## Text shown
•••••

August 13th must be my day for representing people since that was the day Dad wanted me to represent him at his friend’s 60th birthday party in Panama.

In Panama, I met a big happy family who knew my father when he was visible, and who still to this day, twenty years later ask God to keep him happy. I suppose Dad’s friend’s 60th birthday was special because that was his age when he celebrated his very last year of healthiness so now that his friend was sixty it was like they could be the same age finally! In Panama, the family talked to me about Dad as if they just ran into him at the barber shop; like time stopped. It was most interesting.

For the most part representing my father was fun since I saw places and people that I would have never experienced without him. I saw mountains in clouds and an eyeful pale blue sky hovering over a broad light-filled blue ocean. The two looked like they had been married forever. I saw yellow beaked toucans flying through the air and sloths sleeping in trees and an iridescent blue butterfly. I ate oranges and limes minutes away from being plucked. The best part was that I met lots of sisters whose hearts were as big as that ocean: Lelly and Ida, Marty, Ada, Carmen, Alicia, Angela and Cholita and their two brothers Ottavio and Tommy. All of the sisters had this in common. They had lost the men they once loved deeply, and like their brothers, they lost their mother only two years ago. The next generations of sons and daughters, nieces, nephews and grandchildren filled the holes in their hearts so well that I wished that all communities and all countries could behave as this big family by talking to each other and caring for each other almost every day. They even prayed together on Thursday evenings. I suppose I have to wait for the new planet to see that kind of love world-wide. This family absorbed me into them like air greets aroma, like I really was my father.

But there was also a disconcerting aspect to representing my father that I would not, in a million years have expected to experience so vividly.

By coincidence this mission fell during the last week of the two-week feast that commemorates the time when the Virgin Mary fell asleep and then left this old earth body and all. I have grown to love Jesus’ mother since she first introduced herself to me personally many years ago. The first time she spoke to me she was acting like a regular mother telling me that I expected too much too fast and I should stop being a brat. I took it pretty well. Well enough to ask her later to help me take care of my own mother Mary who was going to be very hard to live with. I have to tell you that I didn’t really expect an answer from her. It came through slowly but surely. I think it was she who turned my mother into a spoon of honey and gave me some of her own patience. It was a miracle I’ll never forget.

To honor the Virgin Mary I left my Dad’s favorite family to visit a church in Panama City full of Greeks who loved Jesus’ mother too. Every square inch of this church’s walls were covered with paintings of aspiring immortals and scenes of Jesus’ special earthly moments. At the church I met many friendly visible aspiring immortals who chatted away in Greek like a pod of Greekness floating in a Latin pond.

•••••

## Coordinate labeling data
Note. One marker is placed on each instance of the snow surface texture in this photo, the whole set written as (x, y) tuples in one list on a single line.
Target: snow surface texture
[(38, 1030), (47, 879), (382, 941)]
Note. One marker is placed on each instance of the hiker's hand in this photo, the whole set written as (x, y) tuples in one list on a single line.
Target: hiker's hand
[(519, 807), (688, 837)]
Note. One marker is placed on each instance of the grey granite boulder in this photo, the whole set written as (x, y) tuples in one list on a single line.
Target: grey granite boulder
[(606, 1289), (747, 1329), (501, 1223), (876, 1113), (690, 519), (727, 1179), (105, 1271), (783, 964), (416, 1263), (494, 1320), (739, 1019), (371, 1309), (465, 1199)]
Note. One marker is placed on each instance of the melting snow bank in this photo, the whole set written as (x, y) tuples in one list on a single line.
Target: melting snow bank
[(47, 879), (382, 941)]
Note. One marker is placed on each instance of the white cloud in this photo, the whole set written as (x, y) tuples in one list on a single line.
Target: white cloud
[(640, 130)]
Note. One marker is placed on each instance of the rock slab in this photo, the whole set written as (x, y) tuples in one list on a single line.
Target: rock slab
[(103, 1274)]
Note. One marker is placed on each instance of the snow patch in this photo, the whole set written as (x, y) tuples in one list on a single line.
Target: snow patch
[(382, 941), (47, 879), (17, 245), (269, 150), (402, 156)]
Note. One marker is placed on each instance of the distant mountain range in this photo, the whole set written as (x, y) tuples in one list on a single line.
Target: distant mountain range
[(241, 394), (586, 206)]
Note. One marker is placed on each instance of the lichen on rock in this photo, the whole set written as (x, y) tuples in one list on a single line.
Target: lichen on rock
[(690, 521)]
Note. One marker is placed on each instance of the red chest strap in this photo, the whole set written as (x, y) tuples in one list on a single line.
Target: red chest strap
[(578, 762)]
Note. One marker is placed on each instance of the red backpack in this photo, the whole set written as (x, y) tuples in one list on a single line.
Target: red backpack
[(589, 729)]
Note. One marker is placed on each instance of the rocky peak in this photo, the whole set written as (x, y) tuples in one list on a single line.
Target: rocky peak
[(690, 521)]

•••••

## Work to complete
**A.** In the essay about representing a father in Panama, why does the writer think the friend's 60th birthday was special? Answer in one to three sentences.
**B.** Write the next part of the essay about representing a father in Panama, picking up after the visit to the Greek church in Panama City.

## Answers per task
**A.** The writer thinks it was special because sixty was Dad's age when he celebrated his last year of good health. With the friend now sixty, it was as if the two of them could finally be the same age.

**B.**
I think my dad went to church with me the second time I went because it was there during the big celebration liturgy on August 15th that for a few unusual moments I could feel my father’s love for my mother and his burden from her long and unusual illness that twisted him up.

Since Dad became invisible, he talked to me about mom only once. It was in March 2001 when I was driving down a highway towards San Francisco. I was in the car alone saying my prayers out loud when out of the clear blue sky my dad told me that he forgave my mother for being so difficult in her sickness because he could see how she was like honey deep inside. He told me that it would be good to bury mom next to him when she didn’t need her body anymore. I was incredibly surprised to hear him say that, actually to hear him at all. I didn’t even obey his request for reasons we can both talk about when we see each other again, if anyone still cares. Maybe that will be at my trial; yikes!

So on August 15, 2008 when my father let me feel his old earthly burden for a moment I cried in public. I think Dad and I both thought that God was being His same brilliant self by orchestrating the Mary day with the Panama trip. Frankly, Dad’s heart was a little too much for me to handle so I was glad that I didn’t have to represent him much longer. I just wanted to honor him and his friends and my mother and of course Jesus’ mother all at the same time. I supposed that if God could invent multi-various calculus then why shouldn’t I be able to honor a few different kinds of people simultaneously?

I learned on this trip to Panama that when being visible matters, it is always helpful to have an aspiring immortal around who can hear the holy invisibles and will help out when they need a favor. I just hope that when I become invisible I will know someone who can hear me too.